**练习题目 a**.
请从记录开头到含有"M 324 185 L"的那一行（首尾两行都算），把这些行重新写一遍，其中的"olive green coat"改名为"khaki coat"，其余内容一律不变。

**源文档**.
######

USACO section 3.3 Shopping Offers(DP或最短路)
IOI'95
In a certain shop, each kind of product has an integer price. For example, the price of a flower is 2 zorkmids (z) and the price of a vase is 5z. In order to attract more customers, the shop introduces some special offers.
A special offer consists of one or more product items together for a reduced price, also an integer. Examples:
- three flowers for 5z instead of 6z, or
- two vases together with one flower for 10z instead of 12z.
Write a program that calculates the price a customer has to pay for a purchase, making optimal use of the special offers to make the price as low as possible. You are not allowed to add items, even if that would lower the price.
For the prices and offers given above, the (lowest) price for three flowers and two vases is 14z: two vases and one flower for the reduced price of 10z and two flowers for the regular price of 4z.
PROGRAM NAME: shopping
INPUT FORMAT
The input file has a set of offers followed by a purchase.

######

**所示数据**.

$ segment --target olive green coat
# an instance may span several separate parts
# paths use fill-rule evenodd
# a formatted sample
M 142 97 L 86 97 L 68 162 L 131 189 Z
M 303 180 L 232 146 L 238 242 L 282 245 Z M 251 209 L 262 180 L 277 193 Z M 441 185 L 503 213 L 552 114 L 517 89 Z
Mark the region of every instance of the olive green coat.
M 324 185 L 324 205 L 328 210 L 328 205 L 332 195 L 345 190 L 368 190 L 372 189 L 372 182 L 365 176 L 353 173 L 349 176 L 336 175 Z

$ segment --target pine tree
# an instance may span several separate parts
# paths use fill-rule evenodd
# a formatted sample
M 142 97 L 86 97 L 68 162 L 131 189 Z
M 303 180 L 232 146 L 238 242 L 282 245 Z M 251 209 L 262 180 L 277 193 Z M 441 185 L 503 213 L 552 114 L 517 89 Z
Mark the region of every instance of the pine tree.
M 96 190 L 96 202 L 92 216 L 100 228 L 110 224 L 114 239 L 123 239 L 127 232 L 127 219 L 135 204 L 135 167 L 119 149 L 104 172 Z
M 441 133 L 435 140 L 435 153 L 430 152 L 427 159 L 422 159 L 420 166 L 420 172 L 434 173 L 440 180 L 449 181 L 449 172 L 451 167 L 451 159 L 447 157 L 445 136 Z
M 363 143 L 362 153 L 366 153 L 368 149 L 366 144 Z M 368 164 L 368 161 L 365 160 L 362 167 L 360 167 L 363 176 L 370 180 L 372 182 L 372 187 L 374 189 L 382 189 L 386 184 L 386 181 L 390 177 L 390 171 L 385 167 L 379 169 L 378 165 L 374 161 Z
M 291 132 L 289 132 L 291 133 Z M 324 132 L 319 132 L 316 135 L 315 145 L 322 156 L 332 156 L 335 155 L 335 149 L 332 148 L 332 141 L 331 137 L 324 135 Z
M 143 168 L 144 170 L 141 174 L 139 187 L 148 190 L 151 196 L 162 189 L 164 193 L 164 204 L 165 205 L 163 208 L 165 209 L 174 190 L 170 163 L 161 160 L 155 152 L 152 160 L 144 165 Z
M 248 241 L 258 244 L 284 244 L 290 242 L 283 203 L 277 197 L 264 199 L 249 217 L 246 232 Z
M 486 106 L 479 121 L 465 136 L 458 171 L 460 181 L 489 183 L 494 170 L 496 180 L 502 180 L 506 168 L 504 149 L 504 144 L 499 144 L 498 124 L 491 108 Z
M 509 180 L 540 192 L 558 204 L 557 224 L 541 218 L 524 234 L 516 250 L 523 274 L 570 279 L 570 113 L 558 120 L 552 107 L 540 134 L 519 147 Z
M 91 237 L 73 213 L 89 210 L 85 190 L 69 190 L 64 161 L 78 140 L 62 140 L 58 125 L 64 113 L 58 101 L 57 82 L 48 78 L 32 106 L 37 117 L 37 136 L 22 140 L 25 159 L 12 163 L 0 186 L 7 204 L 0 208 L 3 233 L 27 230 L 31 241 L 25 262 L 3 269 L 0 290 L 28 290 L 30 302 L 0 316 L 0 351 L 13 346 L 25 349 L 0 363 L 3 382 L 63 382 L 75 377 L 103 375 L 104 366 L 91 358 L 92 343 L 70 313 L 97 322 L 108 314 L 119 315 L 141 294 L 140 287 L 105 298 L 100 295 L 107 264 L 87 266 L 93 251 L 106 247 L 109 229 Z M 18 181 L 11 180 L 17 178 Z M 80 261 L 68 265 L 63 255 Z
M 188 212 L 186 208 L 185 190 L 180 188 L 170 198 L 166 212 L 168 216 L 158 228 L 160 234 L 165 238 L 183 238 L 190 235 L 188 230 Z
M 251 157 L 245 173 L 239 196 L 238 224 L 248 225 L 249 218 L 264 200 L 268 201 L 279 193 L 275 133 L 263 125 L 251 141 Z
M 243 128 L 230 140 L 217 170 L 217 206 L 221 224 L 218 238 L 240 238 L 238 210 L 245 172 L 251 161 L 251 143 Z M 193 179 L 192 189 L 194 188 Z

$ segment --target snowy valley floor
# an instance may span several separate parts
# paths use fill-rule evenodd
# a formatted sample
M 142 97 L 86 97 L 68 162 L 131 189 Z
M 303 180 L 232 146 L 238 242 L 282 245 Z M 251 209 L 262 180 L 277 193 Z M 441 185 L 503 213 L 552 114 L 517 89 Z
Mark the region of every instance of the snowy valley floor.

######

**练习题目 b**.
请接着往下写这篇关于购物优惠（Shopping Offers）的题目描述，从最后一句之后续写。

**回答 a**.
$ segment --target khaki coat
# an instance may span several separate parts
# paths use fill-rule evenodd
# a formatted sample
M 142 97 L 86 97 L 68 162 L 131 189 Z
M 303 180 L 232 146 L 238 242 L 282 245 Z M 251 209 L 262 180 L 277 193 Z M 441 185 L 503 213 L 552 114 L 517 89 Z
Mark the region of every instance of the khaki coat.
M 324 185 L 324 205 L 328 210 L 328 205 L 332 195 L 345 190 L 368 190 L 372 189 L 372 182 L 365 176 L 353 173 L 349 176 L 336 175 Z

**回答 b**.
| Line 1: | s, the number of special offers, (0 <= s <= 99). |
| Line 2..s+1: | Each line describes an offer using several integers. The first integer is n (1 <= n <= 5), the number of products that are offered. The subsequent n pairs of integers c and k indicate that k items (1 <= k <= 5) with product code c (1 <= c <= 999) are part of the offer. The last number p on the line stands for the reduced price (1 <= p <= 9999). The reduced price of an offer is less than the sum of the regular prices. |
| Line s+2: | The first line contains the number b (0 <= b <= 5) of different kinds of products to be purchased. |
| Line s+3..s+b+2: | Each of the subsequent b lines contains three values: c, k, and p. The value c is the (unique) product code (1 <= c <= 999). The value k indicates how many items of this product are to be purchased (1 <= k <= 5). The value p is the regular price per item (1 <= p <= 999). At most 5*5=25 items can be in the basket. |
SAMPLE INPUT (file shopping.in)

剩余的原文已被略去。